## Available records
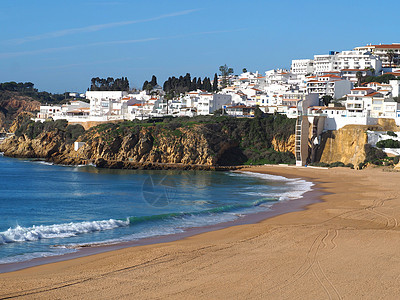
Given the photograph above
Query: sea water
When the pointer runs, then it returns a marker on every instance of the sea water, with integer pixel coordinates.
(48, 210)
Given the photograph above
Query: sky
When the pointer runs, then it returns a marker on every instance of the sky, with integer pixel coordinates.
(61, 45)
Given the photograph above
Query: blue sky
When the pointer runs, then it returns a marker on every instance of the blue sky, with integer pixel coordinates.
(61, 45)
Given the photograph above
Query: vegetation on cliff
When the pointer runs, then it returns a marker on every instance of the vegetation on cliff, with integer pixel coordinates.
(204, 140)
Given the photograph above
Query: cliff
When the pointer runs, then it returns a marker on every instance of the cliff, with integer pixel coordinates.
(345, 145)
(206, 141)
(350, 143)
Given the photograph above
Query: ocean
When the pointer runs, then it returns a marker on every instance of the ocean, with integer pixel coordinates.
(49, 210)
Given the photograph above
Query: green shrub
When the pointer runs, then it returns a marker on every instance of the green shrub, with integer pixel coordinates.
(337, 164)
(388, 144)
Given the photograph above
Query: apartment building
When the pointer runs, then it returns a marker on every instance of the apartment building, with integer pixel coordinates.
(382, 50)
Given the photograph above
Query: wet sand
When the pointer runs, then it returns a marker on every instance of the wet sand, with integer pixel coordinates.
(344, 247)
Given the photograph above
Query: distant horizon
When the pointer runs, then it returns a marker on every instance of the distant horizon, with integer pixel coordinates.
(60, 46)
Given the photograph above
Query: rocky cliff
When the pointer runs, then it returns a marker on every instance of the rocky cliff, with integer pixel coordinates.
(12, 104)
(207, 142)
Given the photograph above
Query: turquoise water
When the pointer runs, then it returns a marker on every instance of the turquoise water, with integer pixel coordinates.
(48, 210)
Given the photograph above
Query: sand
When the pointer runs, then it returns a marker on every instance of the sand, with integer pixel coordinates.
(346, 247)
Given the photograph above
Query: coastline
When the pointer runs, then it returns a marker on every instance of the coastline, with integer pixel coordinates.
(344, 246)
(278, 208)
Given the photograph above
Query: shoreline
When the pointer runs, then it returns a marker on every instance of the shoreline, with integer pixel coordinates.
(343, 247)
(278, 208)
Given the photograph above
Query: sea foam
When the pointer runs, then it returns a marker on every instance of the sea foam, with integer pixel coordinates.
(34, 233)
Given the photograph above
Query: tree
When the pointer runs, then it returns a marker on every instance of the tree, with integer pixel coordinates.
(225, 72)
(326, 99)
(148, 88)
(390, 56)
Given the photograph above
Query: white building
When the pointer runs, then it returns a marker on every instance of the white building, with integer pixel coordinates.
(208, 103)
(324, 63)
(357, 60)
(105, 103)
(48, 111)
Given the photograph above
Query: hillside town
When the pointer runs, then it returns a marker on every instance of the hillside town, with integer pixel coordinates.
(327, 90)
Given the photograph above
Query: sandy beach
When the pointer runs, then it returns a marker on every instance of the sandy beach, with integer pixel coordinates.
(345, 247)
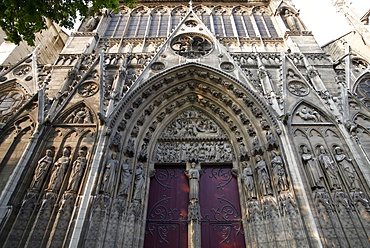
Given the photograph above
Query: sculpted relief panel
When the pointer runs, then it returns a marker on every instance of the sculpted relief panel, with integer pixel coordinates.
(193, 135)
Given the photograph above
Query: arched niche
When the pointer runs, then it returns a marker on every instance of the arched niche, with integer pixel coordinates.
(362, 89)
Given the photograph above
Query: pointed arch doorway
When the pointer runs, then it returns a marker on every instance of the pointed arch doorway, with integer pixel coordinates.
(179, 215)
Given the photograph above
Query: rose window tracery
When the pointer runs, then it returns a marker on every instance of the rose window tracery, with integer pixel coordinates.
(363, 91)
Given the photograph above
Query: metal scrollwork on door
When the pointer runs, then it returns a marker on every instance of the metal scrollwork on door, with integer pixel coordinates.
(220, 208)
(166, 223)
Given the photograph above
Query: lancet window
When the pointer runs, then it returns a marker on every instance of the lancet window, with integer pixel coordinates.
(222, 22)
(138, 23)
(159, 23)
(177, 15)
(243, 23)
(117, 25)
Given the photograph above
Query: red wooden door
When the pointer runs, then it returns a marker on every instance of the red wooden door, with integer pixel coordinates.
(166, 224)
(220, 209)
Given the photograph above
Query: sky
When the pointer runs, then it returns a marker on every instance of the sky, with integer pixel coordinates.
(324, 21)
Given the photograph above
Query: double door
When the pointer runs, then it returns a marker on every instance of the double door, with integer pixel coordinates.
(220, 222)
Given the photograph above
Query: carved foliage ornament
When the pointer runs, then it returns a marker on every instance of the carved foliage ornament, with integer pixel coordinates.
(191, 45)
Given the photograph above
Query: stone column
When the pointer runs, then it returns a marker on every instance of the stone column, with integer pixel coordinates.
(194, 217)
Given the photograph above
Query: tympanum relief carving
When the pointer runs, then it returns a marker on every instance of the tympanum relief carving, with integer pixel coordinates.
(192, 134)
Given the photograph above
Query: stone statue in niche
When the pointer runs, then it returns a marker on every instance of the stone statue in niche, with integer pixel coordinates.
(278, 172)
(42, 169)
(243, 152)
(139, 182)
(329, 167)
(194, 175)
(256, 112)
(256, 148)
(309, 115)
(126, 177)
(92, 23)
(313, 171)
(80, 116)
(250, 130)
(60, 168)
(248, 181)
(191, 46)
(264, 124)
(292, 21)
(351, 127)
(263, 176)
(109, 176)
(271, 142)
(77, 171)
(346, 165)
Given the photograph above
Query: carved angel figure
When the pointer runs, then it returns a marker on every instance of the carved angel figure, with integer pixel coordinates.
(194, 176)
(41, 170)
(60, 168)
(345, 164)
(139, 182)
(126, 177)
(77, 171)
(314, 174)
(109, 176)
(330, 168)
(248, 181)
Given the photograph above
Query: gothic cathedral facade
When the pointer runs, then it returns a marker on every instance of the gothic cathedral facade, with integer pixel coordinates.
(177, 124)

## Assignment
Exactly the lines from the top of the entries through the line with "Query: vegetation on cliff", inclusive, must be given again, with every picture omitted.

## Output of the exercise
Given the photograph above
Query: sea water
When the pointer runs, then it returns a marker on every instance of the sea water, with integer pixel coordinates.
(48, 210)
Given the photograph above
Query: sky
When the pointer runs, then it returns a marker on every instance of the sky, with integer pixel coordinates.
(61, 45)
Given the photograph above
Query: blue sky
When the pointer runs, then it returns a marker on every instance of the blue sky, with integer pixel coordinates.
(61, 45)
Given the photograph above
Query: vegetation on cliff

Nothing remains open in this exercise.